• _Given request A_
Decide whether each statement agrees with the discussion of Marriott points bookings, giving yes or no plus the deciding words of the text quoted verbatim: (i) The stay in question is for this evening. (ii) The reply says the asker's profile shows Platinum status. (iii) Some properties have credited back the points while charging the rate of that night.
• _Given request B_
Pull out every line of the records that contains the string "target".
[begin Source extract]
I booked a hotel using points. I now want to change the hotel (still a Marriott). Will I get the hotel points back from the first hotel booked? It is for this evening.
Your scenario, as many with Marriott lodging has several potential outcomes. You can influence the end result, but must work promptly, sincerely, and persistently.
Marriott imposed a one, two, and in some cases three day notification requirement for cancelling - your scenario lies outside of all those deadlines (since the soonest you could have booked the reservation was 11 months ago - and those policies were in place).
According to your profile you are Gold, so with a calm, prompt, and effective approach on your part, yes you can avoid the penalty (especially while concurrently booking another Marriott), but it is not a given.
Award stays also face the ugly scenario of, Yes, you do get your points back, but several properties have been known to credit back the points and charge the rate of that night (which is often ugly).
[end Source extract]
[begin Records for this exercise]
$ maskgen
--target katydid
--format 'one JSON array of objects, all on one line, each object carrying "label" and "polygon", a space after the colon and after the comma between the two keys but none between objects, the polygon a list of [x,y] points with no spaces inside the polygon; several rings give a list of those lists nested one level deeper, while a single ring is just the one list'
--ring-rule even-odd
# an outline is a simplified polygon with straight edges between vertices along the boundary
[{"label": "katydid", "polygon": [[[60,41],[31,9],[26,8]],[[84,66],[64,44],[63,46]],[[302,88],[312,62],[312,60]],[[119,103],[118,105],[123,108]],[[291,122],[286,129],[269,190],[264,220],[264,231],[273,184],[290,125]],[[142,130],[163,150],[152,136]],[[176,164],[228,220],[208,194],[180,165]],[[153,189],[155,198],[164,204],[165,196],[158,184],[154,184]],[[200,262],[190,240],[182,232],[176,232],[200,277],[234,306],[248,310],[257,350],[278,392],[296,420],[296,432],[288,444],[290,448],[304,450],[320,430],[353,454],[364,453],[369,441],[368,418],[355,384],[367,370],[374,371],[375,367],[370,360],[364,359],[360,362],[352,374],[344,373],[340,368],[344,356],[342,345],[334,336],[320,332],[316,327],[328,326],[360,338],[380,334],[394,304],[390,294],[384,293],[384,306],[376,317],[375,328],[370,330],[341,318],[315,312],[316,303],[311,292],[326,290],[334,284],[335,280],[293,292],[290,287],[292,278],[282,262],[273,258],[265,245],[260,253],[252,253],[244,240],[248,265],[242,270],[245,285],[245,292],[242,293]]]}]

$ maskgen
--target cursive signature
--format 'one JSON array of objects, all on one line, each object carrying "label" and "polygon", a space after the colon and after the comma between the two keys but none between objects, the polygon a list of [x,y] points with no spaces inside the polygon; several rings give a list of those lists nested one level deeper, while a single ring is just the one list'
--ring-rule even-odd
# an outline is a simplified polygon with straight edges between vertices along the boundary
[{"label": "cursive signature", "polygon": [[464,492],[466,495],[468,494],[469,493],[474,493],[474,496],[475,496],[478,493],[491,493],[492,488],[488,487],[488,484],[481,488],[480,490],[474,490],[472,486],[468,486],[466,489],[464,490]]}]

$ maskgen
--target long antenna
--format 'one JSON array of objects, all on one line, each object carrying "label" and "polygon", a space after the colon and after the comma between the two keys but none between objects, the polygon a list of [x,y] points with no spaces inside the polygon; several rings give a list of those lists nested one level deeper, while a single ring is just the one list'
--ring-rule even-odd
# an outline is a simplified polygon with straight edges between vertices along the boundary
[end Records for this exercise]
[begin Records for this exercise]
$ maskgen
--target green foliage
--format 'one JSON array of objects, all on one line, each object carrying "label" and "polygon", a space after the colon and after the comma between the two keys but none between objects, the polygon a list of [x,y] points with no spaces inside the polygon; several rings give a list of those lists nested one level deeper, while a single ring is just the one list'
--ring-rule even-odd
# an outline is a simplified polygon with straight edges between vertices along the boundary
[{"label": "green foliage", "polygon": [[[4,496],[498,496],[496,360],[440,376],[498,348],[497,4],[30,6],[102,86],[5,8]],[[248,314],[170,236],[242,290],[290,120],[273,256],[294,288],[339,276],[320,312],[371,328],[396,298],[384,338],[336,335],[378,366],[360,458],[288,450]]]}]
[end Records for this exercise]
[begin Records for this exercise]
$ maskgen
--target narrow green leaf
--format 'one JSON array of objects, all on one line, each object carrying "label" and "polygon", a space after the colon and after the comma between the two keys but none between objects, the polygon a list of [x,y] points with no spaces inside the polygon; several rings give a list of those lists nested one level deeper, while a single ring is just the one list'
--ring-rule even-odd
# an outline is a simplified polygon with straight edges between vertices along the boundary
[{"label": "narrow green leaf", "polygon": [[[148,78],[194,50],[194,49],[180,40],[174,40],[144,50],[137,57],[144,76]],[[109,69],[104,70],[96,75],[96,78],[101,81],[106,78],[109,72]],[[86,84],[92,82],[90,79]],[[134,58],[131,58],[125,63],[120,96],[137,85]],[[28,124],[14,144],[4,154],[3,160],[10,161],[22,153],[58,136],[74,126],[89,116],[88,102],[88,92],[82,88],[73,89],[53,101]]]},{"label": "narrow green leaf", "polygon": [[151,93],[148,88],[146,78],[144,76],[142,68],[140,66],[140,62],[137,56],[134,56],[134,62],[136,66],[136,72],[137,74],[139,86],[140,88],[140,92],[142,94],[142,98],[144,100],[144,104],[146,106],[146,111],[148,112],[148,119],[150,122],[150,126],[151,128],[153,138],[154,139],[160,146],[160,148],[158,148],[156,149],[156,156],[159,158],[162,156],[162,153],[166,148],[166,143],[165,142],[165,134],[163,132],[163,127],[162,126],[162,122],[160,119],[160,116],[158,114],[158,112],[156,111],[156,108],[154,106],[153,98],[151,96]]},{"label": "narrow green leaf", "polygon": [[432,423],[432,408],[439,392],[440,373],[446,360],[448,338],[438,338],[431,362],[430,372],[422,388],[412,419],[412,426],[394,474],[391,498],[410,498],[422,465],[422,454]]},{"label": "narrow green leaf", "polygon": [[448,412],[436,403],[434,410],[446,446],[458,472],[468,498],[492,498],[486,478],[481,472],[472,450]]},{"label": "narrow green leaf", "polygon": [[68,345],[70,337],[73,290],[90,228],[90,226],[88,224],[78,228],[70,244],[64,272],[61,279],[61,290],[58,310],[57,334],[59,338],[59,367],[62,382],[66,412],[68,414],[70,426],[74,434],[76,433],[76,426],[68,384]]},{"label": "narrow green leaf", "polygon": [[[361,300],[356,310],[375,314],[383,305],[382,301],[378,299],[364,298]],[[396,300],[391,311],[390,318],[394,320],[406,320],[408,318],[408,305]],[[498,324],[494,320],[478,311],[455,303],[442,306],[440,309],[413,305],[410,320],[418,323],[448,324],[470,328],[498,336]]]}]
[end Records for this exercise]
• _Complete answer A_
(i) Yes: "It is for this evening."
(ii) No: "According to your profile you are Gold"
(iii) Yes: "several properties have been known to credit back the points and charge the rate of that night"

• _Complete answer B_
--target katydid
--target cursive signature
--target long antenna
--target green foliage
--target narrow green leaf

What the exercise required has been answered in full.